▶ [PROBLEM REQUIREMENTS]: Copy only the lines from the one containing "Q: Point out the wooden" through the one containing "[40,116,255,198]", inclusive, leaving each request unchanged. Raise every bounding box coordinate in the answers by 45.

▶ [EXERCISE DATA]:
┌──

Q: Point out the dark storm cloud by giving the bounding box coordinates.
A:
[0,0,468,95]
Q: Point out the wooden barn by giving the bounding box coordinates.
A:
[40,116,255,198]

└──
┌──

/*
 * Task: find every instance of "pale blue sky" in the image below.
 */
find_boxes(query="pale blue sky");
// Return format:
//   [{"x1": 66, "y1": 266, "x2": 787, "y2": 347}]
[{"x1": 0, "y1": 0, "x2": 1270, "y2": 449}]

└──

▶ [SOLVED EXERCISE]:
Q: Point out the wooden barn by giving the bounding box coordinates.
A:
[85,161,300,243]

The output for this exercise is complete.